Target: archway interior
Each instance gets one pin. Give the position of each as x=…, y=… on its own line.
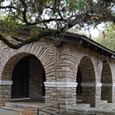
x=79, y=81
x=28, y=79
x=85, y=76
x=106, y=80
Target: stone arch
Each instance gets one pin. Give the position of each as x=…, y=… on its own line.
x=86, y=81
x=12, y=57
x=106, y=80
x=25, y=70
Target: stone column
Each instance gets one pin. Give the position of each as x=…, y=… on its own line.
x=62, y=92
x=107, y=91
x=5, y=91
x=91, y=93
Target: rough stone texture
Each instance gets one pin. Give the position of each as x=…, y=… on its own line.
x=61, y=65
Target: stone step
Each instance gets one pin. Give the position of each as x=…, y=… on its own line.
x=102, y=102
x=80, y=106
x=18, y=105
x=11, y=108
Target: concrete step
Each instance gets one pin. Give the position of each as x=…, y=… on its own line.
x=11, y=108
x=19, y=105
x=102, y=102
x=79, y=106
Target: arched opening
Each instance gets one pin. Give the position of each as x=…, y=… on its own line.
x=85, y=90
x=28, y=78
x=106, y=80
x=79, y=81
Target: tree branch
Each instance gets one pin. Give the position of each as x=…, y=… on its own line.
x=24, y=42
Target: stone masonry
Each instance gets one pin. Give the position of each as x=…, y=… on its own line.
x=97, y=81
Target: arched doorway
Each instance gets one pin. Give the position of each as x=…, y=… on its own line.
x=86, y=81
x=106, y=80
x=28, y=78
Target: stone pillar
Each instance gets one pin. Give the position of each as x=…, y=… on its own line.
x=113, y=93
x=62, y=92
x=91, y=93
x=5, y=91
x=107, y=91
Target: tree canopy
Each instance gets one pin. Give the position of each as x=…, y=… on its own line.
x=107, y=37
x=50, y=17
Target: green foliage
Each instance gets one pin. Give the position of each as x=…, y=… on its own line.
x=107, y=37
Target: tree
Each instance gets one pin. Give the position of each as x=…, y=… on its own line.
x=107, y=37
x=50, y=17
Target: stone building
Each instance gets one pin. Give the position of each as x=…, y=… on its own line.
x=78, y=69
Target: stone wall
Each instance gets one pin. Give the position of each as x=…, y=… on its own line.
x=61, y=67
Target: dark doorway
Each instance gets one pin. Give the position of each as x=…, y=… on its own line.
x=28, y=79
x=20, y=78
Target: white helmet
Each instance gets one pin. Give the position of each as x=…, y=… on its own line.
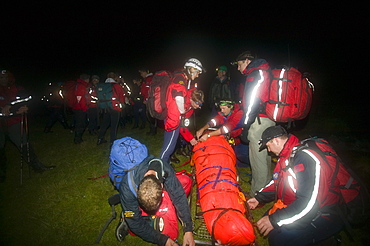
x=195, y=63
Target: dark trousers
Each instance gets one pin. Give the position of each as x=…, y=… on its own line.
x=320, y=229
x=92, y=115
x=13, y=133
x=139, y=113
x=80, y=118
x=110, y=119
x=169, y=144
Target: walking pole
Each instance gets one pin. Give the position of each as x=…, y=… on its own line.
x=22, y=135
x=27, y=142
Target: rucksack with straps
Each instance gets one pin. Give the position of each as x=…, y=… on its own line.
x=125, y=155
x=157, y=94
x=290, y=95
x=105, y=94
x=69, y=93
x=353, y=191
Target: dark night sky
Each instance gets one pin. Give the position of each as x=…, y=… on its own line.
x=55, y=42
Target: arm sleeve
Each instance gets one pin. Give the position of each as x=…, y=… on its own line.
x=301, y=211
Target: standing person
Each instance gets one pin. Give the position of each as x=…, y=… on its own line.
x=111, y=114
x=92, y=111
x=176, y=94
x=145, y=85
x=255, y=119
x=139, y=109
x=219, y=90
x=305, y=209
x=54, y=105
x=80, y=108
x=229, y=123
x=13, y=106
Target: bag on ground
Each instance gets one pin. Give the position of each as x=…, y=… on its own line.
x=126, y=153
x=354, y=193
x=290, y=95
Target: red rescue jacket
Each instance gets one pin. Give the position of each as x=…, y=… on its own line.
x=302, y=184
x=176, y=89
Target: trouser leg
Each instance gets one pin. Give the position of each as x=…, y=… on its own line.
x=260, y=161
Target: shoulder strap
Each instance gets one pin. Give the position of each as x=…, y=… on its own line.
x=131, y=182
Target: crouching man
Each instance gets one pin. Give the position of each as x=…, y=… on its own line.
x=305, y=210
x=157, y=184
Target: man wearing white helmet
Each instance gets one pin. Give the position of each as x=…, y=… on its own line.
x=176, y=93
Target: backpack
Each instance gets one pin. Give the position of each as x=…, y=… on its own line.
x=157, y=95
x=353, y=192
x=125, y=155
x=290, y=95
x=69, y=93
x=104, y=92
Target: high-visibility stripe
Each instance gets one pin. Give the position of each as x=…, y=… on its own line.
x=254, y=96
x=280, y=91
x=313, y=198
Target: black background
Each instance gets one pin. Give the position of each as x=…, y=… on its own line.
x=56, y=41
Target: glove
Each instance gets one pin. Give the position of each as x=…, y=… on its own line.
x=244, y=136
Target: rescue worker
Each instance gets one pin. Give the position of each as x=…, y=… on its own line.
x=229, y=123
x=255, y=95
x=151, y=177
x=305, y=210
x=111, y=116
x=219, y=90
x=80, y=108
x=13, y=106
x=145, y=85
x=92, y=111
x=176, y=98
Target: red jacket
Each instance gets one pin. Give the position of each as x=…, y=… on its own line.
x=118, y=99
x=230, y=124
x=145, y=86
x=256, y=90
x=184, y=131
x=176, y=89
x=82, y=95
x=92, y=97
x=303, y=186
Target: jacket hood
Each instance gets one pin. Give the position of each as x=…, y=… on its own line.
x=256, y=64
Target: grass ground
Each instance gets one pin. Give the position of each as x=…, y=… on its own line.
x=64, y=207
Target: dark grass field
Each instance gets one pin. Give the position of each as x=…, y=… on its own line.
x=64, y=207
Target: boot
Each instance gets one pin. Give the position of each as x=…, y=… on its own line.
x=122, y=229
x=174, y=159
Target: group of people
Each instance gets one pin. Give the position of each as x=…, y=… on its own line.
x=303, y=213
x=304, y=218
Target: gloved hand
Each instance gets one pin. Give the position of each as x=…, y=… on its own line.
x=244, y=136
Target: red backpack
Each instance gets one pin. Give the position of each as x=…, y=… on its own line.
x=290, y=95
x=69, y=93
x=157, y=95
x=353, y=191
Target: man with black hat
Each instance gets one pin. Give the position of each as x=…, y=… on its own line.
x=256, y=88
x=304, y=209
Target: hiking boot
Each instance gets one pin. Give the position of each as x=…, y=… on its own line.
x=174, y=159
x=101, y=141
x=121, y=230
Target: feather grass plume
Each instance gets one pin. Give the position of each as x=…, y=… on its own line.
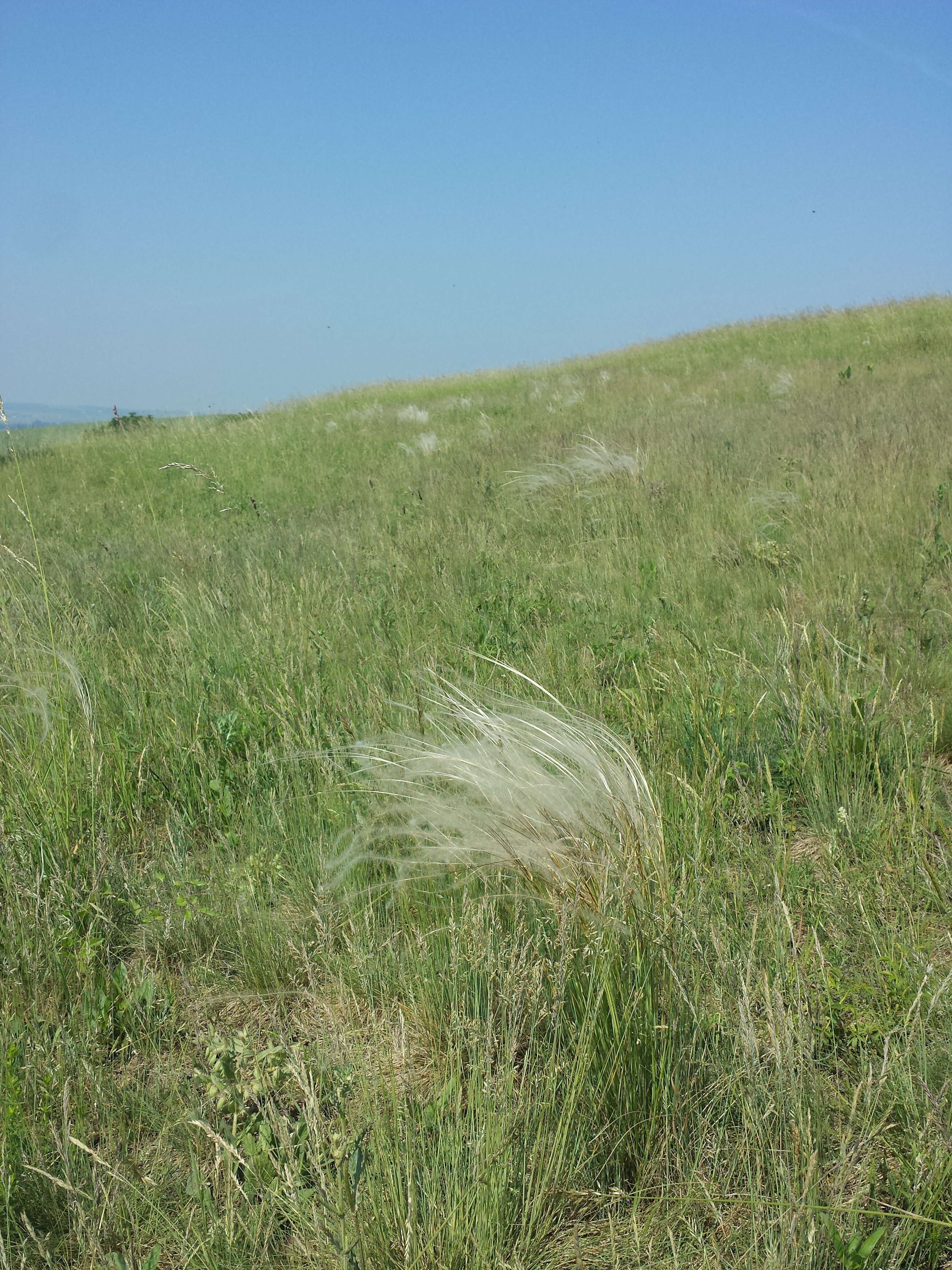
x=589, y=464
x=492, y=781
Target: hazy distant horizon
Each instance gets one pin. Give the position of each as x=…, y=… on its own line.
x=37, y=414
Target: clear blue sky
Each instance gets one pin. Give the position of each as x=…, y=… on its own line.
x=209, y=205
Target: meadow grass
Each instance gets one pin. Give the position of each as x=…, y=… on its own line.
x=542, y=1019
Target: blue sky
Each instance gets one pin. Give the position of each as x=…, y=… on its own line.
x=210, y=205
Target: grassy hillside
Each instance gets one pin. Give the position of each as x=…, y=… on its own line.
x=709, y=1027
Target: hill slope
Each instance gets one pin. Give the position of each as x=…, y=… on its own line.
x=734, y=549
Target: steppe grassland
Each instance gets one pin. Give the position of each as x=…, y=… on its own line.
x=716, y=1061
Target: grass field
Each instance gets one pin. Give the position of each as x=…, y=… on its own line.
x=331, y=940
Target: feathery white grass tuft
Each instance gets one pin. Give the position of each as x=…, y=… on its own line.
x=589, y=464
x=427, y=444
x=413, y=414
x=488, y=780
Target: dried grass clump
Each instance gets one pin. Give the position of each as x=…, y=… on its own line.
x=427, y=444
x=488, y=780
x=589, y=464
x=413, y=414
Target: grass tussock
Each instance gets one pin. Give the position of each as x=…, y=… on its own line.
x=654, y=972
x=591, y=463
x=494, y=783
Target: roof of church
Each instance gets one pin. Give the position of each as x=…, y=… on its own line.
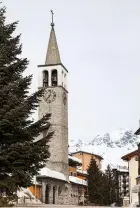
x=53, y=56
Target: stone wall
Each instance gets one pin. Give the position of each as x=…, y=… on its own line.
x=65, y=193
x=59, y=120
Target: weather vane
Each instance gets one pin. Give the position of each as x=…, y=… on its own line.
x=52, y=24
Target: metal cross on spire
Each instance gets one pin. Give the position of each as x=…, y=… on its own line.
x=52, y=23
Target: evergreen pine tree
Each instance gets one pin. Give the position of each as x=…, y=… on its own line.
x=95, y=179
x=20, y=156
x=111, y=185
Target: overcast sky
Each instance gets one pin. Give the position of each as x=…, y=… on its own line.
x=99, y=43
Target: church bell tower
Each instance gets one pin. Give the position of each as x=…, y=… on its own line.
x=53, y=78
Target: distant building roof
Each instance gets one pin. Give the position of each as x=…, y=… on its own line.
x=76, y=180
x=82, y=172
x=89, y=153
x=75, y=159
x=138, y=131
x=128, y=156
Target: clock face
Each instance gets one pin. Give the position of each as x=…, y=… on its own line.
x=64, y=97
x=49, y=96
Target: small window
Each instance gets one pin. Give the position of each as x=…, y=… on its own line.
x=45, y=78
x=54, y=77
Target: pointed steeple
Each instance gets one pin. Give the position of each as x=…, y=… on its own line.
x=53, y=56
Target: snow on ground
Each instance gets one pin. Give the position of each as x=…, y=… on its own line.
x=76, y=180
x=52, y=174
x=111, y=155
x=75, y=159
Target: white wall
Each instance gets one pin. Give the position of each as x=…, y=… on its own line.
x=133, y=173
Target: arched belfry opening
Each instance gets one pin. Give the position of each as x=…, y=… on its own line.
x=45, y=78
x=54, y=77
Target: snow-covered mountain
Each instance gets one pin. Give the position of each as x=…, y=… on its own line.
x=110, y=146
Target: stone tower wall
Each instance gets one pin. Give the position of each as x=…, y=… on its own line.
x=59, y=119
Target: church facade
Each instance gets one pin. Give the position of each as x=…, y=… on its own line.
x=54, y=183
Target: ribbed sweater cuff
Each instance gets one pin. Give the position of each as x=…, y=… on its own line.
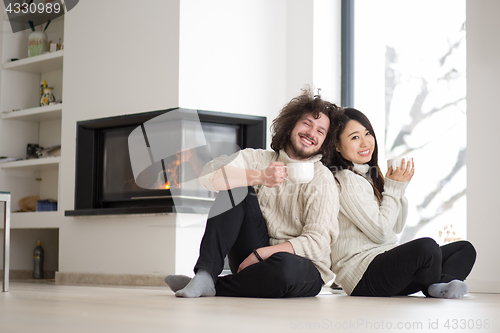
x=394, y=188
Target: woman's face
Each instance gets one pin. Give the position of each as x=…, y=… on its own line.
x=356, y=143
--
**Work order:** Look above for the line with "Target: stone pillar" and the line with "Target: trouser leg". Copy them and every line between, exactly, but no pictures.

**Task output:**
Target: stone pillar
Each instance gets one pin. Give the position of each as x=…, y=… on its own line.
x=113, y=93
x=62, y=92
x=91, y=93
x=5, y=91
x=107, y=91
Target: tree canopy
Each instance gets one pin. Give the position of each as x=…, y=… on its own line.
x=107, y=37
x=50, y=17
Target: green foliage
Each instance gets one pin. Give the position of each as x=…, y=… on its own line.
x=107, y=37
Target: tree
Each instance gets one pin. Give the position of each as x=…, y=… on its own line.
x=107, y=37
x=50, y=17
Target: stone building
Each instance gets one pin. Give the position of each as x=…, y=… on its own line.
x=78, y=69
Target: stone wall
Each instance gets one pin. Give the position of each as x=…, y=… on its own line.
x=61, y=67
Target: dark doorway
Each instance gets one pin. Give the position of each as x=…, y=… on its own line.
x=28, y=79
x=20, y=78
Target: white helmet
Each instance gets one pin. Give the position of each as x=…, y=… on its own line.
x=195, y=63
Target: dark trousers
Each instance gets one pin. Give the position of each as x=…, y=… on its own line.
x=320, y=229
x=92, y=115
x=13, y=133
x=139, y=113
x=80, y=118
x=110, y=119
x=169, y=144
Target: walking pole
Each instance gets one pin. Give the position of each as x=…, y=… on its own line.
x=22, y=135
x=27, y=142
Target: rucksack with straps
Each instance gets one pin. Give the position of each as x=…, y=… on its own line.
x=125, y=155
x=157, y=94
x=290, y=95
x=105, y=94
x=69, y=93
x=353, y=191
Target: dark night sky
Each instance gets one pin. Give the position of each as x=…, y=… on its own line.
x=55, y=42
Target: arm sleeve
Each instance gets one pin. Give the position of each as x=…, y=… on its own line.
x=301, y=211
Target: standing person
Each instance gets one pin. Give the position of each as x=…, y=… on its own line.
x=111, y=114
x=92, y=111
x=176, y=94
x=145, y=85
x=255, y=119
x=139, y=109
x=219, y=90
x=305, y=209
x=54, y=105
x=80, y=108
x=229, y=123
x=13, y=106
Target: bag on ground
Each instance gets one pin. Give the position of each as x=…, y=… on its own line.
x=126, y=153
x=354, y=193
x=290, y=95
Target: red rescue jacket
Each instance gets one pin. Give the position of each as x=…, y=… on its own line.
x=302, y=184
x=176, y=89
Target: trouser leg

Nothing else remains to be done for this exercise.